**Records to process:**
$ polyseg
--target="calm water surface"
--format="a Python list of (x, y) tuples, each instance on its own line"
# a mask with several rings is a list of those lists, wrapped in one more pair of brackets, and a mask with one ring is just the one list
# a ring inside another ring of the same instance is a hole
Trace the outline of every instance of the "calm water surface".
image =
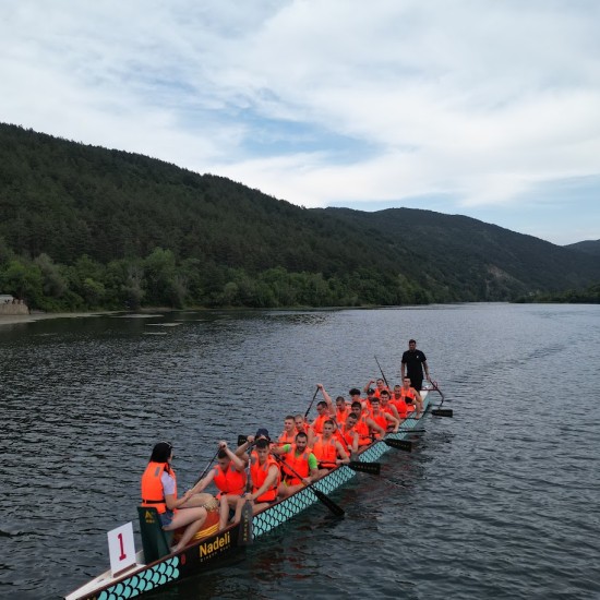
[[(397, 381), (409, 337), (454, 419), (225, 567), (154, 598), (600, 598), (600, 308), (471, 304), (0, 326), (0, 596), (108, 567), (153, 444), (183, 485), (220, 439), (274, 434), (315, 384)], [(139, 545), (140, 542), (137, 541)]]

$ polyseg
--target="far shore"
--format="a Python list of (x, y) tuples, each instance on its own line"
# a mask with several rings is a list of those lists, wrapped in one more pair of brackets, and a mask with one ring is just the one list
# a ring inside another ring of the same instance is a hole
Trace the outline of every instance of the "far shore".
[[(190, 309), (192, 310), (192, 309)], [(194, 309), (200, 310), (200, 309)], [(2, 325), (16, 325), (19, 323), (33, 323), (34, 321), (45, 321), (47, 319), (83, 319), (87, 316), (104, 316), (107, 314), (140, 314), (155, 315), (155, 313), (173, 312), (169, 307), (144, 307), (135, 311), (91, 311), (91, 312), (32, 312), (29, 314), (0, 314), (0, 327)]]
[(31, 314), (0, 314), (0, 327), (2, 325), (15, 325), (17, 323), (33, 323), (46, 319), (80, 319), (82, 316), (100, 316), (103, 314), (116, 314), (121, 311), (96, 312), (33, 312)]

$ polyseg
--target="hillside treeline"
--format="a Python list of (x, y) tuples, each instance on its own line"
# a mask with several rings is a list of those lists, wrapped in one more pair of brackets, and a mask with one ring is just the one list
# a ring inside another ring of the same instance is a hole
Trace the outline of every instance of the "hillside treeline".
[(512, 300), (592, 256), (460, 216), (307, 209), (228, 179), (0, 124), (0, 292), (45, 310)]
[(600, 284), (595, 284), (586, 289), (567, 289), (559, 292), (536, 293), (525, 298), (519, 298), (518, 302), (600, 304)]
[[(0, 242), (1, 244), (1, 242)], [(250, 276), (243, 268), (197, 259), (176, 260), (156, 248), (143, 259), (103, 264), (87, 255), (72, 265), (48, 254), (33, 260), (0, 247), (0, 289), (46, 311), (153, 307), (357, 307), (420, 304), (432, 301), (399, 277), (356, 272), (325, 278), (322, 273), (290, 273), (274, 267)]]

**What is asked:** Rewrite the data above, from its first line through the line containing "542), (137, 541)]]", as a numbered list. Skip blank lines and leave the picture out.

**Correct response:**
1. $ polyseg
2. --target="calm water surface"
3. --format="a Python list of (x, y) tuples, each instance on its own line"
4. # a mask with several rings is a list of those lists, wrapped in one more pair of brackets, and a mask with one ring is just the one list
5. # a ring inside another ring of the same instance is a hole
6. Trace the outline of every instance of the "calm water surface".
7. image =
8. [[(397, 381), (409, 337), (454, 419), (225, 567), (154, 598), (600, 598), (600, 308), (471, 304), (0, 326), (0, 596), (108, 567), (153, 444), (183, 485), (220, 439), (274, 434), (315, 384)], [(139, 545), (140, 542), (137, 541)]]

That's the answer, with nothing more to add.